People who want to know sooner rather than later how individual councilmembers voted in Overland Park may get some help this year.
A city council committee recently sent instructions for staff to work out the nuts and bolts of including voting records on the city’s website within a day or two of a meeting, rather than later in the approved minutes.
Ward 2 Councilmember Melissa Cheatham, who was elected to her first term in November, presented the idea to the Finance, Administration and Economic Development Committee earlier this month as a way, she says, of adding transparency to city proceedings.
Currently, the council and its committees take roll call votes when required. Otherwise proposals live or die by voice votes in which individual votes may not be clear.
Some information on votes is available in the minutes, but those usually take at least a couple of weeks before they can be approved or corrected at the next meeting.
Cheatham, who is not on the FAED committee, told the committee at its meeting on Wednesday, Jan. 19, that a timelier accounting of votes will help residents stay engaged and hold their officials accountable.
“It’s not a secret how we voted. It’s just a little difficult to find,” she said.
She referred to a 4-2 vote taken minutes earlier at that very meeting. With members wearing masks, it was difficult to tell how they voted, even for a person in the room, she said.
For someone watching remotely, with cameras placed at a distance from the dais, it might have been next to impossible.
There’s already a way for votes to be recorded, at no extra cost, if the city chooses to use it, Cheatham said. Software that displays recordings and agendas of the meetings contains an option to compile and post councilmembers’ votes.
Shawnee, which uses the same software as Overland Park, already offers this, Cheatham said.
Others on the six-member committee were generally favorable about the idea but asked staff to come up with information on the details of how it would work.
For instance, some committee members wondered if the city should use a vote record that is searchable by councilmember or by individual agenda items.
Councilmember Paul Lyons and committee chairman Fred Spears questioned whether the additional roll calls — where each individual councilmember is asked to voice their vote — would slow down proceedings, though both said they didn’t oppose the idea.
Lyons said virtual meetings in the pandemic’s early days had all roll call votes and “that tended to slow meetings down quite a bit.”

[Point-per-instance localization data]

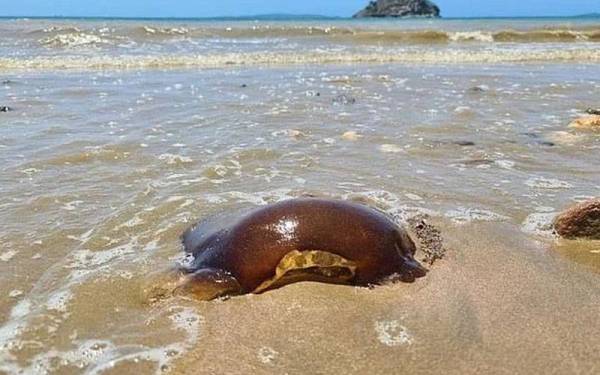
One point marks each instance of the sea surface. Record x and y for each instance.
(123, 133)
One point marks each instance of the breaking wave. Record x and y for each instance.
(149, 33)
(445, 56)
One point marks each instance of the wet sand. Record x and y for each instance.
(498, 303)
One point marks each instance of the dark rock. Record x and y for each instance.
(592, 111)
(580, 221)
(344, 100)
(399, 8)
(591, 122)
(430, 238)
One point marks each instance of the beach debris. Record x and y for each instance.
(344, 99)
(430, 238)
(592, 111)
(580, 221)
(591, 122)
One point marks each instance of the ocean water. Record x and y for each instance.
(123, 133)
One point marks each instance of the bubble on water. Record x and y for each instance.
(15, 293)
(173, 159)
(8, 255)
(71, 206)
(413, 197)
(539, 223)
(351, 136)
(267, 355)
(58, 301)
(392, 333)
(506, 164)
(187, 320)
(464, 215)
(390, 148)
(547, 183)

...

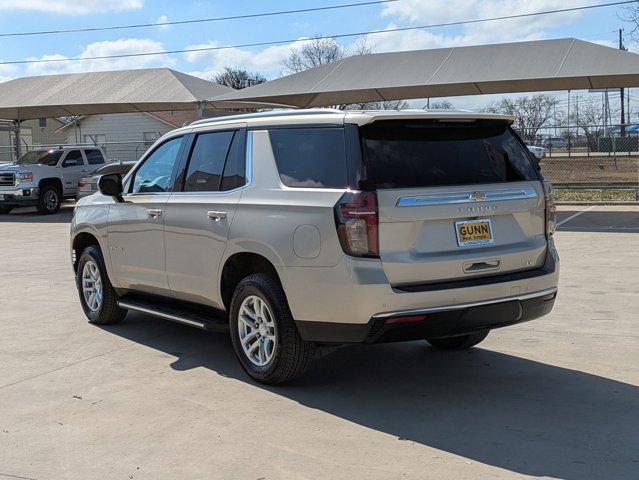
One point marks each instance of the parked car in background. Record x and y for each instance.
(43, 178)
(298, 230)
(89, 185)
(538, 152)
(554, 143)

**The problem**
In the council voting article, which city is said to already post councilmembers' votes using the same software as Overland Park? Rely only on the council voting article.

**Output for this exercise**
Shawnee